*** Information Section Begins ***

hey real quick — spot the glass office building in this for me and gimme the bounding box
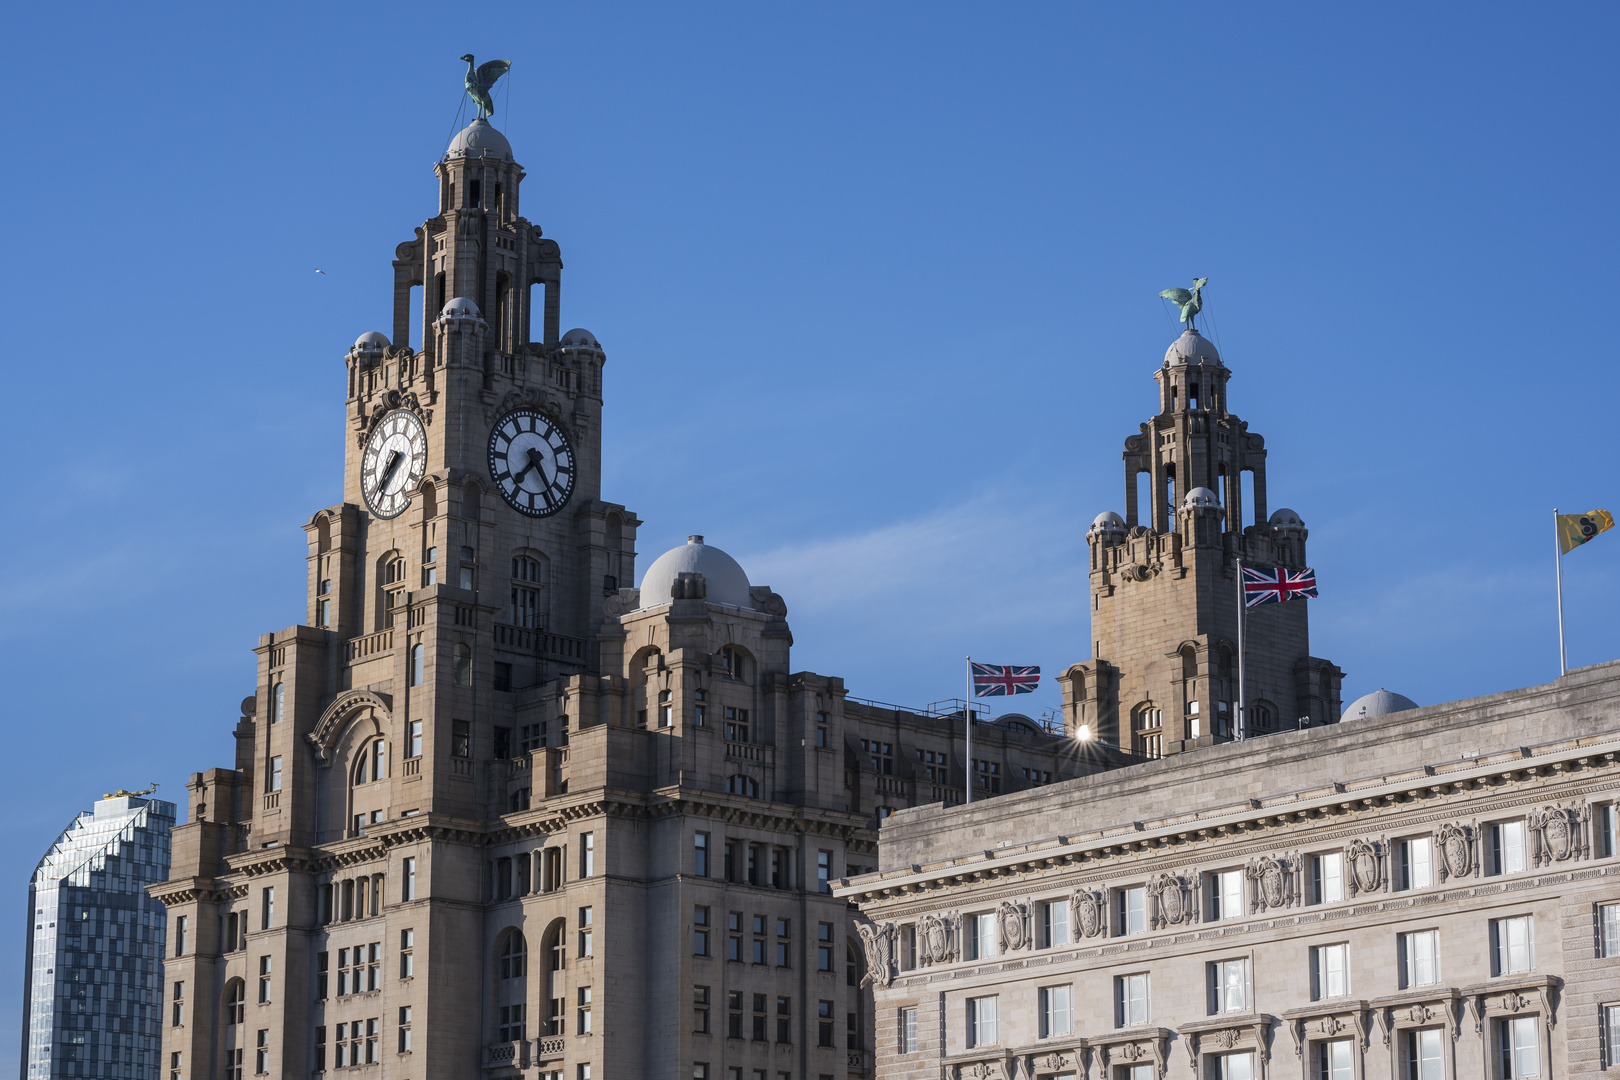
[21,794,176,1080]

*** Information Section Ends ***
*** Information Section Begins ***

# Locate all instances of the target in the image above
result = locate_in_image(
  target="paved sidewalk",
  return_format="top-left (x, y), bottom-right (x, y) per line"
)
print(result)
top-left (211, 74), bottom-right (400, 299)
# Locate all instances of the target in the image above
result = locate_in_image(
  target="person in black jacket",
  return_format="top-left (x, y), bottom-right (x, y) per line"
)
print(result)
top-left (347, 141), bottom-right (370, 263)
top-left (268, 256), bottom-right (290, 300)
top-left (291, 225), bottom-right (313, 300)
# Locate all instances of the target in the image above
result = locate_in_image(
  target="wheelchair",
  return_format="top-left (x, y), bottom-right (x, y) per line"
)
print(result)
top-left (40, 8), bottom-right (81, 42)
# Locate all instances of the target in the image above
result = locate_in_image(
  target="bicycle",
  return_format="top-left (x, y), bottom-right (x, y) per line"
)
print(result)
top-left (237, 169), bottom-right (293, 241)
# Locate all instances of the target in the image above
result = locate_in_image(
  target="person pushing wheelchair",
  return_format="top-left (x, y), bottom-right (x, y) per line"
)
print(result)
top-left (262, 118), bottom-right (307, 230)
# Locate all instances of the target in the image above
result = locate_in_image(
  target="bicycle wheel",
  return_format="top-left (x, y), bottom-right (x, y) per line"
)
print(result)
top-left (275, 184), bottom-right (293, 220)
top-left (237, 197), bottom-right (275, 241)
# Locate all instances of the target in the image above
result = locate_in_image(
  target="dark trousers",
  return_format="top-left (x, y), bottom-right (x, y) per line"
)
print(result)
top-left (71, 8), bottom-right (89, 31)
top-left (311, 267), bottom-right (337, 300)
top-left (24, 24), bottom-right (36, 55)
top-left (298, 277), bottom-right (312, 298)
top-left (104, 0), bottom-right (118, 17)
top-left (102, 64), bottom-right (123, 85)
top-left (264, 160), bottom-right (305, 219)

*** Information Section Ends ***
*** Information Section Begins ***

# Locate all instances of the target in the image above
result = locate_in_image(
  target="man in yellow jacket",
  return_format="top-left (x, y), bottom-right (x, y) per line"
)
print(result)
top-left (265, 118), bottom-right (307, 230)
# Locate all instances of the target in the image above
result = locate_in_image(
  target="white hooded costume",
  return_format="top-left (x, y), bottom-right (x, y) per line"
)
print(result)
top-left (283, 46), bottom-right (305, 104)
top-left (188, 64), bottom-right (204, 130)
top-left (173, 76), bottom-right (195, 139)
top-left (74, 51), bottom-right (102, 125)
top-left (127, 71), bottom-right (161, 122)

*** Information Section Ends ***

What to do
Say, as a bare number, how many lines in the entries above include the string "person".

Response to the task
2